RECORD SET:
++++

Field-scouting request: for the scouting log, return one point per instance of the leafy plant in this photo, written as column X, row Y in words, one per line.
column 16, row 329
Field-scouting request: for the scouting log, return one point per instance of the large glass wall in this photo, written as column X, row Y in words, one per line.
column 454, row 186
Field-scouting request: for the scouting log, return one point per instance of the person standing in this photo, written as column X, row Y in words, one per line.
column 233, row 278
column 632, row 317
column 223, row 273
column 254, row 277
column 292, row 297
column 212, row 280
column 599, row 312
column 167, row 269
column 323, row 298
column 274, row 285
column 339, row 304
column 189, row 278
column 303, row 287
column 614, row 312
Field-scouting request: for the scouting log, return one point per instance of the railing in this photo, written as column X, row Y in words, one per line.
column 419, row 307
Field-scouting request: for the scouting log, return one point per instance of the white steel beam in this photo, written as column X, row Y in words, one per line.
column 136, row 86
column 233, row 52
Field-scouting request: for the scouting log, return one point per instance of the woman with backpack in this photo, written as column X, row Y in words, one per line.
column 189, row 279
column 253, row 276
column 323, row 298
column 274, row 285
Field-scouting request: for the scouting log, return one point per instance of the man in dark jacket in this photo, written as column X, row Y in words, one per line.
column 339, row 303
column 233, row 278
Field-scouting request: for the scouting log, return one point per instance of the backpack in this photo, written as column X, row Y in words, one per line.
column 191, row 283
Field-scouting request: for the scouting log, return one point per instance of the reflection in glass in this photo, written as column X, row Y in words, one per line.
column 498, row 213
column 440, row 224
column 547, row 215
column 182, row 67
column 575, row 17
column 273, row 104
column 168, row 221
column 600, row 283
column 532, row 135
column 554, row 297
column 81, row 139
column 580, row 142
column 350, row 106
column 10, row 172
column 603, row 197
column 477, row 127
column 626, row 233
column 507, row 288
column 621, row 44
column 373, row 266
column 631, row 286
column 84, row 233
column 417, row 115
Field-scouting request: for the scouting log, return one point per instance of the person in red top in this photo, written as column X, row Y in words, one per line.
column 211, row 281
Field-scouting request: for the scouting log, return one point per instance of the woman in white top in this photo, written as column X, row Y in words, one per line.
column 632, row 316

++++

Rewrite all of the data above, putting "survey log" wherever "scouting log" appears and leaving every other word unchanged.

Field-scouting request: for the survey log, return one point per instance of the leafy plant in this photo, written as column X, row Y in words, one per line.
column 16, row 329
Field-scouting request: for the survey log, return one point per instance of the large glass wall in this photo, written as column X, row Y in words, one per line.
column 454, row 186
Field-scouting request: for the survey log, return one point per instance of the person standing in this photo, written as column X, row Y in words, one per line.
column 233, row 278
column 632, row 317
column 223, row 273
column 254, row 277
column 292, row 297
column 212, row 280
column 599, row 312
column 167, row 269
column 323, row 298
column 274, row 285
column 339, row 304
column 189, row 278
column 303, row 287
column 614, row 312
Field-scouting request: for the survey log, return one point per instance of the railing in this photo, written as column X, row Y in words, one per line.
column 419, row 307
Field-scouting request: for the survey log, return one point per instance of the white steel beam in this photo, written as column X, row Y in words, one per line.
column 136, row 86
column 233, row 52
Field-scouting request: for the survey log, return one point per instance of the woman with backpack in this photo, written as column X, row Y in words, one per line.
column 189, row 279
column 253, row 276
column 323, row 298
column 274, row 285
Field-scouting request: for the survey log, return one point per instance of the man in dark jacket in this photo, written as column X, row Y in words, one per line.
column 339, row 303
column 233, row 278
Field-scouting request: for the survey log, return one point per instance of the backpack in this photo, written as column X, row Y in words, one per line.
column 191, row 283
Field-scouting request: for the survey log, return one point per instance of the reflection in glass in this photo, written as column X, row Y in words, one per line.
column 498, row 213
column 440, row 224
column 547, row 215
column 182, row 67
column 575, row 17
column 273, row 104
column 168, row 221
column 600, row 283
column 532, row 135
column 554, row 297
column 81, row 139
column 580, row 142
column 350, row 106
column 10, row 172
column 603, row 197
column 477, row 127
column 626, row 233
column 507, row 288
column 621, row 44
column 373, row 266
column 631, row 286
column 84, row 233
column 417, row 115
Field-scouting request: for the survey log, return one point per instance of the person in red top in this photo, written as column X, row Y in words, one per line.
column 211, row 281
Field-scouting request: for the survey log, return one point per instance of the woman in white top in this photo, written as column X, row Y in words, one per line.
column 632, row 316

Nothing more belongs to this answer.